Point-per-instance localization data
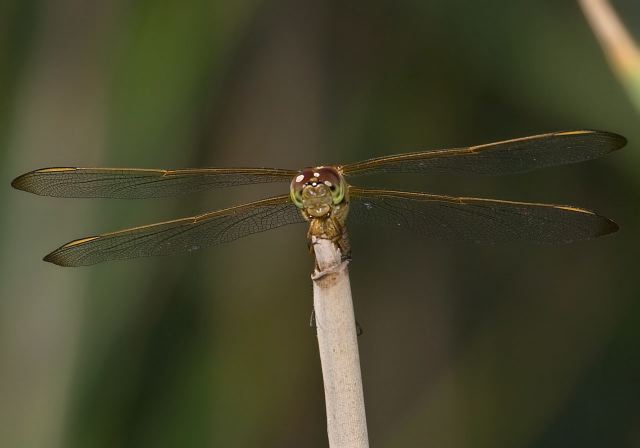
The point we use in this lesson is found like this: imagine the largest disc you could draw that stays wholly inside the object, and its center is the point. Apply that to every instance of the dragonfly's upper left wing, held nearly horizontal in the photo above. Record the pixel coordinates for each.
(130, 183)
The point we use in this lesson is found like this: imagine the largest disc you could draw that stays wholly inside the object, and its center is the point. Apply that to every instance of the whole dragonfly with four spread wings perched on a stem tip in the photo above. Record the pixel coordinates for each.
(323, 197)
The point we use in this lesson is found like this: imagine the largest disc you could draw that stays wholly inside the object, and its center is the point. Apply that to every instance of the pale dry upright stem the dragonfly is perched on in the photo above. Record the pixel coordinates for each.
(337, 339)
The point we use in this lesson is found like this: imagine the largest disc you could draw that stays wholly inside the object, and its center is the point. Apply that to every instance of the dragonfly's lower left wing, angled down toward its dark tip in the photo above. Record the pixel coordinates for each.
(179, 236)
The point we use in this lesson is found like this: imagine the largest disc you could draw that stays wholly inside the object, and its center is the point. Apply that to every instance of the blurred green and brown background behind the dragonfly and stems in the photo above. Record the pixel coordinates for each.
(463, 345)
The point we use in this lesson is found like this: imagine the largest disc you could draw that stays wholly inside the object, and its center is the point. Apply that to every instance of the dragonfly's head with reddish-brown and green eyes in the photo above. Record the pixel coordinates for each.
(317, 190)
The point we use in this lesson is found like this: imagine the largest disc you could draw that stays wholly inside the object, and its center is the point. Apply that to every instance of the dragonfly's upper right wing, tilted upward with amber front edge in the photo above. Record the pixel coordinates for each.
(507, 157)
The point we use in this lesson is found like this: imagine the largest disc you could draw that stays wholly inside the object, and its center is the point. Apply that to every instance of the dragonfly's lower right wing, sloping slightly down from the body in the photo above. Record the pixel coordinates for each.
(479, 220)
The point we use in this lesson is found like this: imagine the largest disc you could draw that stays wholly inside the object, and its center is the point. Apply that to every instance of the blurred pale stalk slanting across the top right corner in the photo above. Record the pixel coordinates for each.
(618, 45)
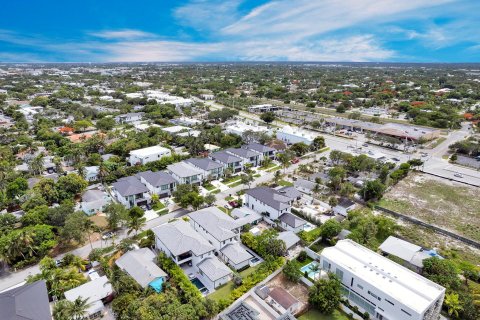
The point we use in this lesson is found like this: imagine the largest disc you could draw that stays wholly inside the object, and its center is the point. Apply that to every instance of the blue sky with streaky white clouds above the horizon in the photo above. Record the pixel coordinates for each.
(240, 30)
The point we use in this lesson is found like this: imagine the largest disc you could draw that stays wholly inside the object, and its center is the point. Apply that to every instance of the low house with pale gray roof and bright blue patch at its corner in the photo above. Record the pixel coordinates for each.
(140, 265)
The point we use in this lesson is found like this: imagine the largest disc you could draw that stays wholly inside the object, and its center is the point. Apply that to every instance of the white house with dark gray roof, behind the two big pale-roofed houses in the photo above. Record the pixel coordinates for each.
(267, 201)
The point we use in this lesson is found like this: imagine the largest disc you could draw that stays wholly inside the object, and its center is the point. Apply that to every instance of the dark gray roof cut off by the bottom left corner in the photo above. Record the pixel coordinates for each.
(28, 302)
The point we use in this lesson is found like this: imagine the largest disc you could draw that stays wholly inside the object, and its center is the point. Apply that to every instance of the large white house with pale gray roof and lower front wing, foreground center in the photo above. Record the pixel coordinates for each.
(179, 241)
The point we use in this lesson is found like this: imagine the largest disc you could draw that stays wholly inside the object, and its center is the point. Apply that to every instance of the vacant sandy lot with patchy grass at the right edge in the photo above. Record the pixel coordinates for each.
(447, 204)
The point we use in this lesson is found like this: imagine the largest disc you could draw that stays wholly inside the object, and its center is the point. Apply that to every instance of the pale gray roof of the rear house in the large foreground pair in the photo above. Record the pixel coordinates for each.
(216, 222)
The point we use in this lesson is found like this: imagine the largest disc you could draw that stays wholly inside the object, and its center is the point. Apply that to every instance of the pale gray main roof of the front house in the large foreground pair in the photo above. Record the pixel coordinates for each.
(179, 237)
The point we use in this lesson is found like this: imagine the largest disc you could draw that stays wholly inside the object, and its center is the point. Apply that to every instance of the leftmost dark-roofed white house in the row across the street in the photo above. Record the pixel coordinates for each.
(130, 192)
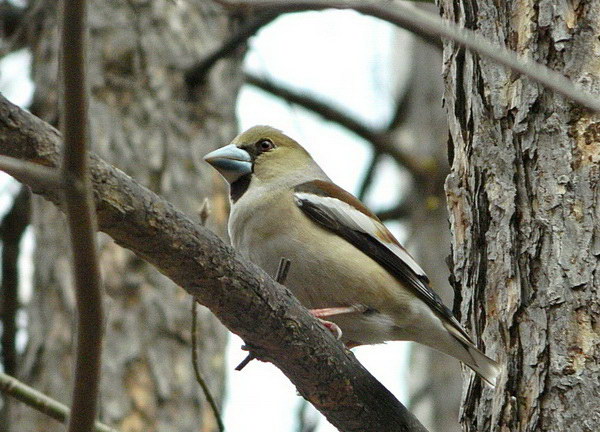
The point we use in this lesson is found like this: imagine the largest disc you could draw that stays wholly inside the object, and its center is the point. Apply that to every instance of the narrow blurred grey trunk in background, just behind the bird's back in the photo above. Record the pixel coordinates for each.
(434, 379)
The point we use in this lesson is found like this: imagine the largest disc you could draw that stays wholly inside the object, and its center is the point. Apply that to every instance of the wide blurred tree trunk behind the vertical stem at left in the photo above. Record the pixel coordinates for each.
(145, 121)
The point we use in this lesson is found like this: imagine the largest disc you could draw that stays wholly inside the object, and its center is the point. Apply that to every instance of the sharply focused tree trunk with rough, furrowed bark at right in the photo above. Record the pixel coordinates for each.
(524, 205)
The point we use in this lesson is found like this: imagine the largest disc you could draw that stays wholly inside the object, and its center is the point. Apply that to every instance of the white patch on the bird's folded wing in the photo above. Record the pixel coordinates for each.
(349, 216)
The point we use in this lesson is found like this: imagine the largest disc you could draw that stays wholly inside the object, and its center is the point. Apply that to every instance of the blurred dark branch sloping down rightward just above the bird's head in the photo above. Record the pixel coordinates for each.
(379, 141)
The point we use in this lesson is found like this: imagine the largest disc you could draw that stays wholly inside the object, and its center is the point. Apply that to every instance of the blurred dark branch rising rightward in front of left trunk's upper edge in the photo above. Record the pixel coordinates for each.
(197, 74)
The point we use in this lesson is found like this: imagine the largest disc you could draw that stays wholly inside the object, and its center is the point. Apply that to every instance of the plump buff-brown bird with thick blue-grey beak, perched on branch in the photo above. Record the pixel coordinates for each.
(346, 266)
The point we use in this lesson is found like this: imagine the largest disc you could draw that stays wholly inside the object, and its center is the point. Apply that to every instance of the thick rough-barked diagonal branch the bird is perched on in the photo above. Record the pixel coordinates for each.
(243, 297)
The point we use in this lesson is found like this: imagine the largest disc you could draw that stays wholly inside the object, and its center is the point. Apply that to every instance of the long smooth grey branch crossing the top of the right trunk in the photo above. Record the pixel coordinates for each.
(428, 26)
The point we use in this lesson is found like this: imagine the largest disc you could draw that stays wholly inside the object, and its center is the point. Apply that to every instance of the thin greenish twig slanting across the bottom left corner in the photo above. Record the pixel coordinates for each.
(40, 402)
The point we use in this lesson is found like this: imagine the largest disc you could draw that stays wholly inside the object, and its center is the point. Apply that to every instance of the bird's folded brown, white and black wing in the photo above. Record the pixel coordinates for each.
(340, 212)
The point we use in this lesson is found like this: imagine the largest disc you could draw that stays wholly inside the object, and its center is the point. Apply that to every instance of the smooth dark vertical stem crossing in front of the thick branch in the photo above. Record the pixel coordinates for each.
(81, 217)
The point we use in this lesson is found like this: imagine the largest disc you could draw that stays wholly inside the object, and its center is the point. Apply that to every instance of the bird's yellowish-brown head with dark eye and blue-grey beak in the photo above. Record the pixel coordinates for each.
(261, 152)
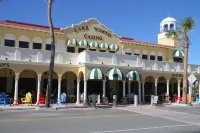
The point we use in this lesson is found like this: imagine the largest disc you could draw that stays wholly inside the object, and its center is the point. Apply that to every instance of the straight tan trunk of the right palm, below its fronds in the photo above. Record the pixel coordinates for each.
(185, 75)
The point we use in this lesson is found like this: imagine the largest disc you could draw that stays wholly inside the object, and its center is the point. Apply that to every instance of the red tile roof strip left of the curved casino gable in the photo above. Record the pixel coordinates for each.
(27, 25)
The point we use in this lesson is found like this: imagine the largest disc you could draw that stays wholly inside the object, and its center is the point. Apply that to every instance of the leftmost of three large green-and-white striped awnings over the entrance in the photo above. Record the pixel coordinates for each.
(95, 74)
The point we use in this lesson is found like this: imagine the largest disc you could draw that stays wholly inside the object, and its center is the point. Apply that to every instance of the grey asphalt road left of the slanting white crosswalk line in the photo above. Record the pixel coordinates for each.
(89, 121)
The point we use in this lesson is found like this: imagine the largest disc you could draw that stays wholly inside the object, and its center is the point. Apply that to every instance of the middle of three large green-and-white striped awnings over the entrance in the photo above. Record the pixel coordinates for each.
(115, 74)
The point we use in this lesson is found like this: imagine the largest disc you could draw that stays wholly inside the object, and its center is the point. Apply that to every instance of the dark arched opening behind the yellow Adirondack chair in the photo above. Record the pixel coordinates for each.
(27, 83)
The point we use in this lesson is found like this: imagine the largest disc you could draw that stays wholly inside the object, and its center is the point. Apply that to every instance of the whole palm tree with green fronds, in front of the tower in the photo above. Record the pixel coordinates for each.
(186, 27)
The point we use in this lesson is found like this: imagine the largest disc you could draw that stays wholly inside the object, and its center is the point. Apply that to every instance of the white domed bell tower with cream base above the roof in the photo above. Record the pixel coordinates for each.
(167, 24)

▶ **What needs to be done**:
Print exactly the lines from the one containing "the whole palm" through the last line of the records above, both included.

▶ **Answer to the exercise**:
The point we use in this lesson is found like this: imagine the largest disc you could draw that stays wholly inside the object, and its center is the point. Apply that to every instance of the whole palm tree with green fronds, in front of the tower in the photo above. Record the pixel coordinates for each.
(186, 27)
The point we use in this lesson is found like this: imagine the largest disc you could draw that stays wholly inside the object, and its center is the point. Apply that to every instance of the white domed bell tower with cream base above the roof in the photo above. Record the pixel coordinates for each.
(167, 24)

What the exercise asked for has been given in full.